*THE EXERCISE*
Can you update the lines starting at the beginning of the items and ending at the line that contains "[(157, 639)]", writing them out again with "every instance" changed to "each instance" and nothing else altered?

*EXCERPTED DATA*
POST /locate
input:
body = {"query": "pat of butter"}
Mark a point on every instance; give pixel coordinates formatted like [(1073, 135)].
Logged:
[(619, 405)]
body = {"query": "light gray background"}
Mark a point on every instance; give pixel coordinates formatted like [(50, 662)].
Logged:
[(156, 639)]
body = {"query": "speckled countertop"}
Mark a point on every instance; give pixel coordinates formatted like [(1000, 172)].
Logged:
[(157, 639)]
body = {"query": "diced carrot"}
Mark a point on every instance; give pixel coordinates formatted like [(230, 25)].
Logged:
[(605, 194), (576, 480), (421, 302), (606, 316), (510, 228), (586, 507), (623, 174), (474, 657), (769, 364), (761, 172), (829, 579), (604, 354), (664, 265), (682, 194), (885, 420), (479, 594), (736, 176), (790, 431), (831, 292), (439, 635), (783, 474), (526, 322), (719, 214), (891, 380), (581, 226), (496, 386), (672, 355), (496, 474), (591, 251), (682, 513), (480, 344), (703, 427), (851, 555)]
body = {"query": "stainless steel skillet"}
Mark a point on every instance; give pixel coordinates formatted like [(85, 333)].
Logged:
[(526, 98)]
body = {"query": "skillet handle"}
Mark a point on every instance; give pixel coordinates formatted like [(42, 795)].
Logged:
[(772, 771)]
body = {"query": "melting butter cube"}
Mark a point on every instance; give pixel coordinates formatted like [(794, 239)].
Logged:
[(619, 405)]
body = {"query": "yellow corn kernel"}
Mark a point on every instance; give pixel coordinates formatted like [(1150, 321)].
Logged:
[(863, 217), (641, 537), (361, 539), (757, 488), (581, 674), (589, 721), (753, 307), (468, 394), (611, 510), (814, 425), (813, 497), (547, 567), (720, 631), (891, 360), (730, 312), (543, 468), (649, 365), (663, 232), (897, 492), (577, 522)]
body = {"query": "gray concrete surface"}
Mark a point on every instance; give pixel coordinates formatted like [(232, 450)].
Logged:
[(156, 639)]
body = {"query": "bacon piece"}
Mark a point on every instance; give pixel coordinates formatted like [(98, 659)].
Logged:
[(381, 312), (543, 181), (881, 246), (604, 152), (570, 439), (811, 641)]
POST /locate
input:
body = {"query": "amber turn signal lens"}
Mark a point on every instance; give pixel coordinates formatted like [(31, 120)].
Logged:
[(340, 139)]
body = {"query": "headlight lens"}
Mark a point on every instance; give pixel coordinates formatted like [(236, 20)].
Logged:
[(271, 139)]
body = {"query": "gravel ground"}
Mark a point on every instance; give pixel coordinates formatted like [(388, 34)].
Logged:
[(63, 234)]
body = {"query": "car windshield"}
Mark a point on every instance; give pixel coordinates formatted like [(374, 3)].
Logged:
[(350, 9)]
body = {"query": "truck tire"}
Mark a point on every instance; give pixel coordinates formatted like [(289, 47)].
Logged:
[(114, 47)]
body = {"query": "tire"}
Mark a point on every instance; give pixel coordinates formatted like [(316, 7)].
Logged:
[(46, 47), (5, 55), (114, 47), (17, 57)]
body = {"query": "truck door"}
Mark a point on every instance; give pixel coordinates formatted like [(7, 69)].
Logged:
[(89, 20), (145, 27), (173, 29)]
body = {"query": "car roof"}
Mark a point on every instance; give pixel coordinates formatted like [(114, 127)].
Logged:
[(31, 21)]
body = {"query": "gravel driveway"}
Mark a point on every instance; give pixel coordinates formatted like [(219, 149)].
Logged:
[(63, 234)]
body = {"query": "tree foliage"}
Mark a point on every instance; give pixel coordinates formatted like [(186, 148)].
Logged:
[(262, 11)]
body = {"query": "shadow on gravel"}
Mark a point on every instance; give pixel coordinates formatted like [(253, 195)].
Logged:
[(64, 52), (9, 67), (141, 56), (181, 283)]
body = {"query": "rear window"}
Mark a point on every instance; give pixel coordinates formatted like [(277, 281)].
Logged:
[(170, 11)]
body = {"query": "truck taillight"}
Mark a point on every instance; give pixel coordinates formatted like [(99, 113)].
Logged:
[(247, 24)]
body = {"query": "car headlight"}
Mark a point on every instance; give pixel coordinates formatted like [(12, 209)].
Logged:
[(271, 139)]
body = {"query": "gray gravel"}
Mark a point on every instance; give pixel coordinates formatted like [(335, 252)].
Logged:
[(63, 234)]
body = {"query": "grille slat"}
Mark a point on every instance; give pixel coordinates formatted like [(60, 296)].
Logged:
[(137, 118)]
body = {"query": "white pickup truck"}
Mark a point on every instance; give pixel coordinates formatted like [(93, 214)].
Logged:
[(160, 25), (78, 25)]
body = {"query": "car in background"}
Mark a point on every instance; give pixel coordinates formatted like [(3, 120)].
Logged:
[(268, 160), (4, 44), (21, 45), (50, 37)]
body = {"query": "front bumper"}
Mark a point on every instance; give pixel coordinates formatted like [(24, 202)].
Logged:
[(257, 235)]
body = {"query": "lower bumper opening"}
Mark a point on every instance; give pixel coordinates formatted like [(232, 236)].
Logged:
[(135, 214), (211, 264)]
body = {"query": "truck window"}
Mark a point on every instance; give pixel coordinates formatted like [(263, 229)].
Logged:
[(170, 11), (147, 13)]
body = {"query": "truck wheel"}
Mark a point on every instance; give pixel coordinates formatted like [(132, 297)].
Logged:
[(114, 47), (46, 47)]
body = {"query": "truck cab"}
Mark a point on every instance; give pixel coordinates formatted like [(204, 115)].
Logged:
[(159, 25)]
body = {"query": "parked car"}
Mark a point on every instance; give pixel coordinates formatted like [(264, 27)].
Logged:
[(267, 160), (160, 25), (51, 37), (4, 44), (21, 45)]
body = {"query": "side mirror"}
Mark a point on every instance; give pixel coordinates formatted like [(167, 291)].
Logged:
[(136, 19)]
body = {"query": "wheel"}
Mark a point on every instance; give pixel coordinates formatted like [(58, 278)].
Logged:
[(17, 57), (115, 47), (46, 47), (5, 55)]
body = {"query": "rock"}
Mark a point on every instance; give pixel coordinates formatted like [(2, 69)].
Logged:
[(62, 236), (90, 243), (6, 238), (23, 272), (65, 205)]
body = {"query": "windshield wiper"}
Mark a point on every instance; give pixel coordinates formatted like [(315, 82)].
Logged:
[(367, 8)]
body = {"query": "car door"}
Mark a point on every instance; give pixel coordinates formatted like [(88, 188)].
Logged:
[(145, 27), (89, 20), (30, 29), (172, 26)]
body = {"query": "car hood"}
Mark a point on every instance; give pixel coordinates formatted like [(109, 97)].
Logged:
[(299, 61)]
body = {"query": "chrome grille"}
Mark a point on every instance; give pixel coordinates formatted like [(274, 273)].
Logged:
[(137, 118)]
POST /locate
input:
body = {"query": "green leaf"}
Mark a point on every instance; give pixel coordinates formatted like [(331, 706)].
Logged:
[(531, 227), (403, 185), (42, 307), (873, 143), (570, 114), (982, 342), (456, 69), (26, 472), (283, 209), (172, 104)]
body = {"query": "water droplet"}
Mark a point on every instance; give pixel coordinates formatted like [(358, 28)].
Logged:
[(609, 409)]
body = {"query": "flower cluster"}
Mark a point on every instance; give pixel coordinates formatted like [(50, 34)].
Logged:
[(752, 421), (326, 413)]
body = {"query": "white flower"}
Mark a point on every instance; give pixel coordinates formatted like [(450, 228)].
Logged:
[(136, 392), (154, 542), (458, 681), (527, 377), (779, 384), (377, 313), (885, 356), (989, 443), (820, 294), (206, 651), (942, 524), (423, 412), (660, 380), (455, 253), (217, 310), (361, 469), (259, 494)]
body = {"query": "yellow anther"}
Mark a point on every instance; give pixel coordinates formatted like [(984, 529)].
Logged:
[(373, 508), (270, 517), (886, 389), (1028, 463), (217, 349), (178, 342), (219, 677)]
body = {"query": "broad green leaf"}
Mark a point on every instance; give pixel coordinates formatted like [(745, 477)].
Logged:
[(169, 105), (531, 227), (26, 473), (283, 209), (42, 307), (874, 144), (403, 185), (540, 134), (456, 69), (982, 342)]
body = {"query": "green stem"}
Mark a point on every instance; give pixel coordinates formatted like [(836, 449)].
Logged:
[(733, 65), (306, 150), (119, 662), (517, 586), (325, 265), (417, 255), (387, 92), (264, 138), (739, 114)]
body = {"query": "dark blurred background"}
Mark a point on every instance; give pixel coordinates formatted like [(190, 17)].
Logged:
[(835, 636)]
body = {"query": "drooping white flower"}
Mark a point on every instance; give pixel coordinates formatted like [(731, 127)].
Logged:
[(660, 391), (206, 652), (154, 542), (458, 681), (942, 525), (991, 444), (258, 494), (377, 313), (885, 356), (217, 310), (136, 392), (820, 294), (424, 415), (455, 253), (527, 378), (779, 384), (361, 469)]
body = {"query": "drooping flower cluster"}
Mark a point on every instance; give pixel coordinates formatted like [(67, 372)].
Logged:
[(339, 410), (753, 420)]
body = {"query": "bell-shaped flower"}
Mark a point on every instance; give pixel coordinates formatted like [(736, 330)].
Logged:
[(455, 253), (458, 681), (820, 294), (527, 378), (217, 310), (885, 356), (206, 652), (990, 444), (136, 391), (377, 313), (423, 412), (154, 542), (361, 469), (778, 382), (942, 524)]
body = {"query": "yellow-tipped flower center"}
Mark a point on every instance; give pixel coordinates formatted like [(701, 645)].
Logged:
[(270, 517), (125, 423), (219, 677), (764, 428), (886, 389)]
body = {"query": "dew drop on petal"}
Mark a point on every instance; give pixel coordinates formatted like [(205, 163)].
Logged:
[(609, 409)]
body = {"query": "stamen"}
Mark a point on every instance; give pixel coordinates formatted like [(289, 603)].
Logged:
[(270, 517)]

*TASK RESPONSE*
POST /locate
input:
body = {"query": "pat of butter"}
Mark a point on each instance; give pixel coordinates formatted like [(1073, 135)].
Logged:
[(619, 405)]
body = {"query": "light gray background"}
Mark a point on each instance; give pixel coordinates formatted like [(50, 662)].
Logged:
[(156, 639)]
body = {"query": "speckled countertop"}
Mark a point on each instance; give pixel coordinates formatted like [(1000, 172)].
Logged:
[(157, 639)]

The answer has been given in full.